_Exercise requirements_
Reproduce the rows starting with the line that contains "Isolate white sock." and going on through the line that contains "xmin=77 ymin=77 xmax=93 ymax=88", replacing "white sock" with "white stocking" and leaving everything else unchanged.

--- start Exercise input ---

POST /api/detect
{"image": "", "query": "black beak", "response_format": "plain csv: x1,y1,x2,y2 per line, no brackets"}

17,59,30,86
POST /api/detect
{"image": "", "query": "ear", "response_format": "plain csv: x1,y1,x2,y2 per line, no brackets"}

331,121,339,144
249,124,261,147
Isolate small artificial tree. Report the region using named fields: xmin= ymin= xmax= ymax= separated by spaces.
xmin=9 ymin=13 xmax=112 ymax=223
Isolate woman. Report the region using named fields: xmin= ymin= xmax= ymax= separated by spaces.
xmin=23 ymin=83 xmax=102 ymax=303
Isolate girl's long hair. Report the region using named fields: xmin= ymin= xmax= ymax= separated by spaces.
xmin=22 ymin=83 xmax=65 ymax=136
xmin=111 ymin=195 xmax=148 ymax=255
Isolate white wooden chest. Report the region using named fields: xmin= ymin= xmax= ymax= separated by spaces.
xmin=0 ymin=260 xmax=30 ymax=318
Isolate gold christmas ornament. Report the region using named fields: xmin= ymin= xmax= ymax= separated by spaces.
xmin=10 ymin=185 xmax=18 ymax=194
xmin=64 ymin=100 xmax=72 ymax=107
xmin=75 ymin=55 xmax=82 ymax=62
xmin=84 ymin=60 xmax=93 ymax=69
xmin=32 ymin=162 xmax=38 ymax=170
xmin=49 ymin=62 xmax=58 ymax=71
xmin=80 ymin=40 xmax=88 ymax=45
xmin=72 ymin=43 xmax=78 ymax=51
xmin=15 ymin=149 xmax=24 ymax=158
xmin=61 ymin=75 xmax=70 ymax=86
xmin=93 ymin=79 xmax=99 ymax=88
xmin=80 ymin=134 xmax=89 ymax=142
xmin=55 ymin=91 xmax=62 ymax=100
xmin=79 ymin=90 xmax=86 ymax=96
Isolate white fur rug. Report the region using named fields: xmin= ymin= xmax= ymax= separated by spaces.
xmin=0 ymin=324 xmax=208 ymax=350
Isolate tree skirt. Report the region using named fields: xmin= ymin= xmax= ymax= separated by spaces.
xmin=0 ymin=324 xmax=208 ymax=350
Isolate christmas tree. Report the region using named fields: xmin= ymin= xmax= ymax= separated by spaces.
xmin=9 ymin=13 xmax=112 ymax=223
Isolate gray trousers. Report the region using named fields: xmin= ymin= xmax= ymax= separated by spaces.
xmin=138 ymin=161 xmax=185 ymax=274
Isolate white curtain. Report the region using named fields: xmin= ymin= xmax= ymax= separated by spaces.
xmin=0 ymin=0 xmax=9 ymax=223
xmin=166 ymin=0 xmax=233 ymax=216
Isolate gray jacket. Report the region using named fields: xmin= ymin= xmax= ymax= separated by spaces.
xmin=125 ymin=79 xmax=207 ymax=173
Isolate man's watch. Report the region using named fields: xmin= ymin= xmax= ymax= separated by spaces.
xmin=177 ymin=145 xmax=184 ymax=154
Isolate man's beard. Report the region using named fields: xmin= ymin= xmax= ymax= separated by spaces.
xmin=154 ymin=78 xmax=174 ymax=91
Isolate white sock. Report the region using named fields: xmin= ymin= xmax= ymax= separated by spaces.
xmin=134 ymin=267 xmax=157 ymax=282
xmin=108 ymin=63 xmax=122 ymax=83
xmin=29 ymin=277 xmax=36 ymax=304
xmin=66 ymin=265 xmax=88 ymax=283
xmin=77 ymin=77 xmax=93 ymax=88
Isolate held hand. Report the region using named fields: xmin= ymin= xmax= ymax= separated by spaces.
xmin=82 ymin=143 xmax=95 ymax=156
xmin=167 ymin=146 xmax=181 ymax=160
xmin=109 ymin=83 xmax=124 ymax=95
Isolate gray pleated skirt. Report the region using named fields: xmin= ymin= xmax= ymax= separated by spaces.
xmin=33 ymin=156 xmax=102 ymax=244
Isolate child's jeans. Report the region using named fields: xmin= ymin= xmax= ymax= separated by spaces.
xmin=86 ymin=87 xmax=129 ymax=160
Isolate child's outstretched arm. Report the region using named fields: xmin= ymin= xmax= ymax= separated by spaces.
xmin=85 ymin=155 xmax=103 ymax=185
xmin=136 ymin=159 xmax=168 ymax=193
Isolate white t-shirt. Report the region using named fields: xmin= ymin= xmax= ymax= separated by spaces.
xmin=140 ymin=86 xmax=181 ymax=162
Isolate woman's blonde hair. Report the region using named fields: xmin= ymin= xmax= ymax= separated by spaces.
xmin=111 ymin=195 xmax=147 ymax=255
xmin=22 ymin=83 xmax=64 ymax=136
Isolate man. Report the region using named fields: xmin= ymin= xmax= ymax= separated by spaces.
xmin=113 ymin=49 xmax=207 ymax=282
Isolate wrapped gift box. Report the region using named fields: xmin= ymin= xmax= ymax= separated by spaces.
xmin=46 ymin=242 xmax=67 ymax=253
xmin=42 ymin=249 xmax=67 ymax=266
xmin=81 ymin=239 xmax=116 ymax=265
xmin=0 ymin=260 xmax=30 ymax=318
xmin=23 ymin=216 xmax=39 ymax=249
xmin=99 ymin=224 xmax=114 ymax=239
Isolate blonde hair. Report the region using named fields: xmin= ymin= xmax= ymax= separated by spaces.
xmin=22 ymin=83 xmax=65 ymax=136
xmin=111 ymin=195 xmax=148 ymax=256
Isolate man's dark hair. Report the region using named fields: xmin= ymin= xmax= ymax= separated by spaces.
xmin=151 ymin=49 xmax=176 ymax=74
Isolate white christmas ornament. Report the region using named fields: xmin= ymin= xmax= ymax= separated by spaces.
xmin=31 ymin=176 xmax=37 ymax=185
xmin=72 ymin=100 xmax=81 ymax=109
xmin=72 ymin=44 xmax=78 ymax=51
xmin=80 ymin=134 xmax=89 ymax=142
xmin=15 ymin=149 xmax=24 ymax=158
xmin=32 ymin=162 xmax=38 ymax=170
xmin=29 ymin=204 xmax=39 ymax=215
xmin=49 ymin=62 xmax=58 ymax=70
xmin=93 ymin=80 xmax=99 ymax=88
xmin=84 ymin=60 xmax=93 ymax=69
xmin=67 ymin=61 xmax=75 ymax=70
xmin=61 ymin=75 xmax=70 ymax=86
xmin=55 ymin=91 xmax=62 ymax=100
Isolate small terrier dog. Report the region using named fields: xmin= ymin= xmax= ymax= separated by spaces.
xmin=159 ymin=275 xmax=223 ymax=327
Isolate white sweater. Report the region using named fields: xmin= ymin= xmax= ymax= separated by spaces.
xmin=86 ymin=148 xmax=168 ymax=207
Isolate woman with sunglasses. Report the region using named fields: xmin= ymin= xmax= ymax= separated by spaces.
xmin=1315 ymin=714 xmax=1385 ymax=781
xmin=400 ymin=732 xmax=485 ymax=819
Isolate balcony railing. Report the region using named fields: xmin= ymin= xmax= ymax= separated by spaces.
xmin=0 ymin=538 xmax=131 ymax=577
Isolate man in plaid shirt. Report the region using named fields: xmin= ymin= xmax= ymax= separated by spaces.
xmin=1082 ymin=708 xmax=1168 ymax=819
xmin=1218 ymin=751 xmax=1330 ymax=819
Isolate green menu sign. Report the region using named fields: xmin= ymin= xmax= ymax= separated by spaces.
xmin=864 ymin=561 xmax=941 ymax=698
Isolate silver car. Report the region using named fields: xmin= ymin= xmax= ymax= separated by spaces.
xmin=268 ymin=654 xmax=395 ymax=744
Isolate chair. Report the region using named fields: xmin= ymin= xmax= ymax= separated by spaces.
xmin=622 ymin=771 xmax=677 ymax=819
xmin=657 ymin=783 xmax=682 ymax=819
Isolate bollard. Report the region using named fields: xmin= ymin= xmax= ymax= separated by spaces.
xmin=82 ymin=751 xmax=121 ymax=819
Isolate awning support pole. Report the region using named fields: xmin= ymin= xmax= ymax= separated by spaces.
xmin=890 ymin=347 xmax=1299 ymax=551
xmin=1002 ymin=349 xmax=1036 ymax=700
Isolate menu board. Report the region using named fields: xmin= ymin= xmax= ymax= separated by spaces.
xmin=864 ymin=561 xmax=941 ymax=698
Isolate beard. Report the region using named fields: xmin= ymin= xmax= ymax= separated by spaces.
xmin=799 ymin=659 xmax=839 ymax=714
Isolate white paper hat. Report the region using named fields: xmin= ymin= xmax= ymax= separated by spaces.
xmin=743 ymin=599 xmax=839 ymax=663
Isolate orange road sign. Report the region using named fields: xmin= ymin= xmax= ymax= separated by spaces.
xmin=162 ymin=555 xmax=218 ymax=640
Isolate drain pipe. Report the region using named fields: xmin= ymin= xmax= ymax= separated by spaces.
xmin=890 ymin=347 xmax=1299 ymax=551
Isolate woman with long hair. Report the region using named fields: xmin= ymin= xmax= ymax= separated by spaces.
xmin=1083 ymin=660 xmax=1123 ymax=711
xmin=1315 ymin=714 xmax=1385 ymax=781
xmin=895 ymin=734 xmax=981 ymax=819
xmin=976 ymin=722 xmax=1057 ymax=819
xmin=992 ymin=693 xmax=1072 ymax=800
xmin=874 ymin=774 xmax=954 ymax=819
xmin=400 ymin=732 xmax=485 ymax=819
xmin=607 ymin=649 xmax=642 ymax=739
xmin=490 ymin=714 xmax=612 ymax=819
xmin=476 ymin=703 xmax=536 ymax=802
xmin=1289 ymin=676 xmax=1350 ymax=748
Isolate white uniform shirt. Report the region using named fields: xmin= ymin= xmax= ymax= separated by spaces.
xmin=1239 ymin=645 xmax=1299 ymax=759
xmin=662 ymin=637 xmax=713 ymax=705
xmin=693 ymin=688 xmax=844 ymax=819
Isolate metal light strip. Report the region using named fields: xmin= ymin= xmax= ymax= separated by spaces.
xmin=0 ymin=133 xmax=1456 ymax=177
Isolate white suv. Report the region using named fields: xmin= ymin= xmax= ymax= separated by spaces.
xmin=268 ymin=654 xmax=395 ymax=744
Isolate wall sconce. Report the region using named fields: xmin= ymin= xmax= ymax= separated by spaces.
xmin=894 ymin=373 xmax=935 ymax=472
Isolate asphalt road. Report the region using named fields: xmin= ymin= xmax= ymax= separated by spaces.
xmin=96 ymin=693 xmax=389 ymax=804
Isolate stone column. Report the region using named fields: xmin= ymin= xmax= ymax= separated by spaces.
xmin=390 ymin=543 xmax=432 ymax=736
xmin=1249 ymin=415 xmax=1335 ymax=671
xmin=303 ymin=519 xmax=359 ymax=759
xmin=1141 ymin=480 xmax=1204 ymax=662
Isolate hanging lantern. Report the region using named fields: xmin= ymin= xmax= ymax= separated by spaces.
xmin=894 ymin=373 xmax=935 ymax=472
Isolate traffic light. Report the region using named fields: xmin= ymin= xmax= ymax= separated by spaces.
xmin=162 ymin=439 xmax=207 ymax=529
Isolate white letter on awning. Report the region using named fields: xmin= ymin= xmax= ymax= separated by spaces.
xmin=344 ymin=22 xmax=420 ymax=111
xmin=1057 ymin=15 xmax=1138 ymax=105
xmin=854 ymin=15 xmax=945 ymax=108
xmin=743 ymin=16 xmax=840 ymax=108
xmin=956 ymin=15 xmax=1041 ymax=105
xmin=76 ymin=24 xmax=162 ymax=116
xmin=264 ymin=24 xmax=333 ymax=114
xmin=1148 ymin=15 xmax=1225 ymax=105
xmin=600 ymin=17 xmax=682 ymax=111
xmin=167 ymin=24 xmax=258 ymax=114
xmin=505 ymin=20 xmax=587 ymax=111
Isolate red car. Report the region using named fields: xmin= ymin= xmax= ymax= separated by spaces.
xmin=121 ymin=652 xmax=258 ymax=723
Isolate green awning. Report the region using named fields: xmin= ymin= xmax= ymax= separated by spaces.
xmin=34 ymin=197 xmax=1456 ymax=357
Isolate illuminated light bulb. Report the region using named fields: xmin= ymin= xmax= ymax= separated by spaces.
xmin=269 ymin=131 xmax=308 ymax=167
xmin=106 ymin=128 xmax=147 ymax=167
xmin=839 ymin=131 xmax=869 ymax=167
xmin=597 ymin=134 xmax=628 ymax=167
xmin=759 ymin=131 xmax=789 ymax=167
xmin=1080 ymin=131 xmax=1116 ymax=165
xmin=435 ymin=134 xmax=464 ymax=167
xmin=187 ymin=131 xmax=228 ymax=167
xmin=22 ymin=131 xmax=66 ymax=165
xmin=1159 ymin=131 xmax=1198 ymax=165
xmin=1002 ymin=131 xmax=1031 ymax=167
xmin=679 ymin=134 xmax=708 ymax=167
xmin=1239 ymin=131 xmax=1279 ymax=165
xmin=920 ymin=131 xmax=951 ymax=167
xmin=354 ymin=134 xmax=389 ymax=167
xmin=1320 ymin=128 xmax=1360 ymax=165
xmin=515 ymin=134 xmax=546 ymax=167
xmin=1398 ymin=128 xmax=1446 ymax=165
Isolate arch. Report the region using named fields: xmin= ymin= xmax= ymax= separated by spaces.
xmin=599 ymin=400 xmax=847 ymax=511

--- end Exercise input ---

_Answer to this problem_
Isolate white stocking. Report the region using named fields: xmin= ymin= xmax= ymax= separated by spaces.
xmin=134 ymin=267 xmax=157 ymax=282
xmin=108 ymin=63 xmax=122 ymax=83
xmin=29 ymin=277 xmax=36 ymax=304
xmin=66 ymin=265 xmax=88 ymax=283
xmin=77 ymin=77 xmax=93 ymax=88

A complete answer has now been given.